[Items from a labeling collection]
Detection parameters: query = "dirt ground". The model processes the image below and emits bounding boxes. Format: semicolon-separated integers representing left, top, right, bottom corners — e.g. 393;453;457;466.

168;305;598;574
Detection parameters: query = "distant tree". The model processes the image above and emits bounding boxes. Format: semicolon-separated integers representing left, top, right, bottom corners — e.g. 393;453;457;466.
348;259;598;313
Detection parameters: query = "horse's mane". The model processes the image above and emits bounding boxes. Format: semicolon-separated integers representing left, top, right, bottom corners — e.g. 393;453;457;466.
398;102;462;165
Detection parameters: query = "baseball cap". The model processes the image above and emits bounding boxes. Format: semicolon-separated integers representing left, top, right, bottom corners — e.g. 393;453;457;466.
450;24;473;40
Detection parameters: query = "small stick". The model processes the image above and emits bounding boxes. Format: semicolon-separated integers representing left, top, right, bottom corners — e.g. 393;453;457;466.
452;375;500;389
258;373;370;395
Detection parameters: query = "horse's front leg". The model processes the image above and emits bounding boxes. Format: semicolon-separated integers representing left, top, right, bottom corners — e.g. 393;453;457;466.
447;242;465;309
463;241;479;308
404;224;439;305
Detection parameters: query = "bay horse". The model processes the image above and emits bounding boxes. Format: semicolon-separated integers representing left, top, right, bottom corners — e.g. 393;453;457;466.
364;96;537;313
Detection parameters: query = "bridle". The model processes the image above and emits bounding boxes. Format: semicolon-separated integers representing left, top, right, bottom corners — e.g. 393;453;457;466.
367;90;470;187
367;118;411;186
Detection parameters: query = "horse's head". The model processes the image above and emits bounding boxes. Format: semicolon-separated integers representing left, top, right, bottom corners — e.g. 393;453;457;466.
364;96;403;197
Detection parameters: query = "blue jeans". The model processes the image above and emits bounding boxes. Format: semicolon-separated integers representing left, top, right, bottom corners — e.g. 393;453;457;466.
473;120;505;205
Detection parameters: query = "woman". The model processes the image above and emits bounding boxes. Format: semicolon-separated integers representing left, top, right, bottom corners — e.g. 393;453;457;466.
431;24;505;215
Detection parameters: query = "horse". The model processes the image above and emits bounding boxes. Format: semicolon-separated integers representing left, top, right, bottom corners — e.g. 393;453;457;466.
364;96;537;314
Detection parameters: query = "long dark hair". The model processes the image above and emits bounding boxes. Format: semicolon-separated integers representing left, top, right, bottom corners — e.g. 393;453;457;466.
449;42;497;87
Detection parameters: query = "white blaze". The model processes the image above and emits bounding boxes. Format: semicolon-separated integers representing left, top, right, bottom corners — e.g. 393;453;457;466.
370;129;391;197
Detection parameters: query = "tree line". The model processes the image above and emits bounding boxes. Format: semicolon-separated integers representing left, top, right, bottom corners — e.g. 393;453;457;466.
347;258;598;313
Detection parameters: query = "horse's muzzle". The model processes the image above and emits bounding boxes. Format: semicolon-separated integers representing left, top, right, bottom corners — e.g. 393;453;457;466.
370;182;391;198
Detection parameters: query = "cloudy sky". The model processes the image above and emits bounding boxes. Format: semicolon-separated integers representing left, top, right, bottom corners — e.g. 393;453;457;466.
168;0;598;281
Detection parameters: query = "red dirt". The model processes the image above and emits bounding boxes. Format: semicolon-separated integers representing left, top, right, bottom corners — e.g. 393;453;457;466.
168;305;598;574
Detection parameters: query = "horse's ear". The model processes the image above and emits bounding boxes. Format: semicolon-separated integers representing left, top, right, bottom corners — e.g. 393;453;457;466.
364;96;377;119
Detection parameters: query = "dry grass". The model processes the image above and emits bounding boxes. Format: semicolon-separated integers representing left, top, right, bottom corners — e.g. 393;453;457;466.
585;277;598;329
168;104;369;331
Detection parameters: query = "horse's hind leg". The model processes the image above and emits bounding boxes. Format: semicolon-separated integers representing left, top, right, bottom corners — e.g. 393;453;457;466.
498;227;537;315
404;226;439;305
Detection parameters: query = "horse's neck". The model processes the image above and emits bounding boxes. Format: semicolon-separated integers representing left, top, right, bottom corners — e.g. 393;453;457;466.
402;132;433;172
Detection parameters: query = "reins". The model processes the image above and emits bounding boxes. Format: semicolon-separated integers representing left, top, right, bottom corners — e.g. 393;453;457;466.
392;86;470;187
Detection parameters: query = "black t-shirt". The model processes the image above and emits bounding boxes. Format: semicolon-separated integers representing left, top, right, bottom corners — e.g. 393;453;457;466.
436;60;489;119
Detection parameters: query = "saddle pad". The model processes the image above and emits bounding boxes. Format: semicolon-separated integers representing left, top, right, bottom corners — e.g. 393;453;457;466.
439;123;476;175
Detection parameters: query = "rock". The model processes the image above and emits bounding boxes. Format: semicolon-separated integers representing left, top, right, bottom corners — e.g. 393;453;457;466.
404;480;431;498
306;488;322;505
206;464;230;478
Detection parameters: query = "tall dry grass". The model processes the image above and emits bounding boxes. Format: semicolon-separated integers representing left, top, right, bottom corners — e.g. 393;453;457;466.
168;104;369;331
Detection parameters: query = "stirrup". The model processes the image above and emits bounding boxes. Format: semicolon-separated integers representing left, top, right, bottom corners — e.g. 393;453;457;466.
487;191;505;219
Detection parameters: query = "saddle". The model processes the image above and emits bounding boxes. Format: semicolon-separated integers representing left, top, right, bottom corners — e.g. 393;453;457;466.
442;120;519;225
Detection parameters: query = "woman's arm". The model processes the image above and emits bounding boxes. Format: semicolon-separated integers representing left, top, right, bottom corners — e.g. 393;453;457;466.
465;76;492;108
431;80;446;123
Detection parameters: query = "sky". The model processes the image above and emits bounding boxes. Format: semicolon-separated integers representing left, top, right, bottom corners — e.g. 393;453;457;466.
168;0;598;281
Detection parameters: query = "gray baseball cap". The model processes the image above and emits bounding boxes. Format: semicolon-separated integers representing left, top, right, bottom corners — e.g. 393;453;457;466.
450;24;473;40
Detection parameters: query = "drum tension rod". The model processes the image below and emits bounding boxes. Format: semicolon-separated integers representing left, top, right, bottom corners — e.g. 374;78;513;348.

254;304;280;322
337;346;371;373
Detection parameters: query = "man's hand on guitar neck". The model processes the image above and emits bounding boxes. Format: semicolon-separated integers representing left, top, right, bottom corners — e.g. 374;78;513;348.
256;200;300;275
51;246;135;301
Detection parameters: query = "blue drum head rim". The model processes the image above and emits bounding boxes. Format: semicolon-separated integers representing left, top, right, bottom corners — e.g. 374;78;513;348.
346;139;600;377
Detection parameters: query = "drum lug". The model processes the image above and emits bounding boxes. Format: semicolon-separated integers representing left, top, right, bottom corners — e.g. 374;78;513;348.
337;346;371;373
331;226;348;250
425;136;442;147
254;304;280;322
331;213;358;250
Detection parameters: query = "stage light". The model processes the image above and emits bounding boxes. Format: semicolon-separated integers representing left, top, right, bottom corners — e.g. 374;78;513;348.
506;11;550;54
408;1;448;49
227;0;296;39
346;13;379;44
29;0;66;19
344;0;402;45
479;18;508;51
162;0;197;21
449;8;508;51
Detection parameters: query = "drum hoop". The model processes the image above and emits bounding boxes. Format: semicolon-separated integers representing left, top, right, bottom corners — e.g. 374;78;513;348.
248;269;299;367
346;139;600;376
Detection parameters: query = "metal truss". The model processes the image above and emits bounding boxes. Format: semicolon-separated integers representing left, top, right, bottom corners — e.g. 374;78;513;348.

# Exercise prompt
Count the lines in the data that contain the word "tree" and give only the number.

# Solution for this problem
2